* Excerto do texto *
Página  >  Edições  >  N.º 135  >  Dimensão crítica na construção do conhecimento pedagógico/escolar

Dimensão crítica na construção do conhecimento pedagógico/escolar

A maioria das iniciativas de política educativa para promover a qualidade nas práticas de ensino têm o seu núcleo na questão da diversidade.

Parece evidente que o desempenho docente de qualidade ? que assegure a todos os alunos aprendizagens de qualidade em condições de igualdade de oportunidades - é cada vez mais determinado pelos modos como os professores lidam com a crescente diversidade dos seus alunos e com conhecimentos trazidos por eles e pelas novas tecnologias. E, na verdade, a maioria das iniciativas de política educativa para promover a qualidade nas práticas de ensino têm o seu núcleo na questão da diversidade. Desde logo, a revisão curricular foi fortemente movida pela necessidade de responder à pressão da crescente diversidade no sistema educativo e no intuito de uma educação de maior qualidade no contexto de uma Europa cada vez mais competitiva. Também os programas e projectos mais específicos, politicamente promovidos, visavam consolidar formas de lidar curricularmente com a diversidade dos alunos. São disso exemplos os projectos de flexibilização curricular, currículos alternativos, educação intercultural, educação inclusiva, educação para a cidadania, etc. Não sei, no entanto, se no desenvolvimento dessas iniciativas a preocupação mais consciente e real tenha sido, de facto, mais a promoção da qualidade de aprendizagens para todos do que a preocupação com o controlo daquela diversidade no quadro da assimilação do currículo nacional.

* Objetivo do exercício *
Reescreve por inteiro, sem mudar nada, o texto sobre a dimensão crítica na construção do conhecimento pedagógico. Os registos não fazem falta para esta tarefa.

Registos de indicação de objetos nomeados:
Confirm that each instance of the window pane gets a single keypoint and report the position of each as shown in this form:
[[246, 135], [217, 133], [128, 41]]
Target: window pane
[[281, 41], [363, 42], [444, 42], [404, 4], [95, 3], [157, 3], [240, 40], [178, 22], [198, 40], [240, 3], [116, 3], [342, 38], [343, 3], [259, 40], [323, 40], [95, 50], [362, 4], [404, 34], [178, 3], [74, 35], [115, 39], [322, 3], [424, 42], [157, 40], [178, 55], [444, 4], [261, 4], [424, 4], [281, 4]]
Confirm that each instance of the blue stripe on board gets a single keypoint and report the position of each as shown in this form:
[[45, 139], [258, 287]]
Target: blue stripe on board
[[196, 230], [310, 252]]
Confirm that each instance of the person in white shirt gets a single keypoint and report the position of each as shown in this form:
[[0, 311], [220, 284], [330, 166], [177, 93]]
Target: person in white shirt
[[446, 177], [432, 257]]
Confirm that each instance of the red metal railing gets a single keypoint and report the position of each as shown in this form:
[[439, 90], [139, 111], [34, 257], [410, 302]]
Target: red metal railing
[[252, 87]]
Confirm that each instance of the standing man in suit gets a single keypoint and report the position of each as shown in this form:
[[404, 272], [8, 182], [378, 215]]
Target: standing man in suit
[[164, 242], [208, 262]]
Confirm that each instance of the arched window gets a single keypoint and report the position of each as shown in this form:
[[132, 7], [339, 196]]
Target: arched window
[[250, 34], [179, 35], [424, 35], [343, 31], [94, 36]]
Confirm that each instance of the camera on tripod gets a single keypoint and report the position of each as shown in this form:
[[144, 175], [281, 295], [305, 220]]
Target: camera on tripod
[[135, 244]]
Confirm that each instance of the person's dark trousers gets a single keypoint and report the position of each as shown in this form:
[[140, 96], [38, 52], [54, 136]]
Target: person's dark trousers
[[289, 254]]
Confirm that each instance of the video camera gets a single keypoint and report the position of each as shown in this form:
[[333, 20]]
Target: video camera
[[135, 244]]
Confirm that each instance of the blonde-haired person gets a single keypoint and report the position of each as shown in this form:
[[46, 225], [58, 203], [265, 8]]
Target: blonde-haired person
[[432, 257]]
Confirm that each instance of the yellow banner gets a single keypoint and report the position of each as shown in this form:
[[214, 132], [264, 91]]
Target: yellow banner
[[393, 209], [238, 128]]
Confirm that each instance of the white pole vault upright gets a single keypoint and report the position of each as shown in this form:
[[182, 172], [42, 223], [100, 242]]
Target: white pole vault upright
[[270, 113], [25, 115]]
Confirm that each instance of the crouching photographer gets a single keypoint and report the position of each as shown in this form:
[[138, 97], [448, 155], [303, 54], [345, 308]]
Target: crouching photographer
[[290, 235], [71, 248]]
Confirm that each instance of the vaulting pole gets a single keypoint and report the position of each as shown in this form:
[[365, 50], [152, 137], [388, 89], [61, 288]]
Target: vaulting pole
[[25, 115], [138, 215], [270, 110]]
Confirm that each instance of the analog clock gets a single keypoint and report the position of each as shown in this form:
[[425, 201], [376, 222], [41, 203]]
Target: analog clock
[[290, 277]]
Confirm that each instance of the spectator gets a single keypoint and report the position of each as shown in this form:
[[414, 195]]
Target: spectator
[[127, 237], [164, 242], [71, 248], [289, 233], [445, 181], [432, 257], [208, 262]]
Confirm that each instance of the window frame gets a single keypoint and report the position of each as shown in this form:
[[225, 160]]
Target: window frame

* Solução da tarefa *
Página  >  Edições  >  N.º 135  >  Dimensão crítica na construção do conhecimento pedagógico/escolar

Dimensão crítica na construção do conhecimento pedagógico/escolar

A maioria das iniciativas de política educativa para promover a qualidade nas práticas de ensino têm o seu núcleo na questão da diversidade.

Parece evidente que o desempenho docente de qualidade ? que assegure a todos os alunos aprendizagens de qualidade em condições de igualdade de oportunidades - é cada vez mais determinado pelos modos como os professores lidam com a crescente diversidade dos seus alunos e com conhecimentos trazidos por eles e pelas novas tecnologias. E, na verdade, a maioria das iniciativas de política educativa para promover a qualidade nas práticas de ensino têm o seu núcleo na questão da diversidade. Desde logo, a revisão curricular foi fortemente movida pela necessidade de responder à pressão da crescente diversidade no sistema educativo e no intuito de uma educação de maior qualidade no contexto de uma Europa cada vez mais competitiva. Também os programas e projectos mais específicos, politicamente promovidos, visavam consolidar formas de lidar curricularmente com a diversidade dos alunos. São disso exemplos os projectos de flexibilização curricular, currículos alternativos, educação intercultural, educação inclusiva, educação para a cidadania, etc. Não sei, no entanto, se no desenvolvimento dessas iniciativas a preocupação mais consciente e real tenha sido, de facto, mais a promoção da qualidade de aprendizagens para todos do que a preocupação com o controlo daquela diversidade no quadro da assimilação do currículo nacional.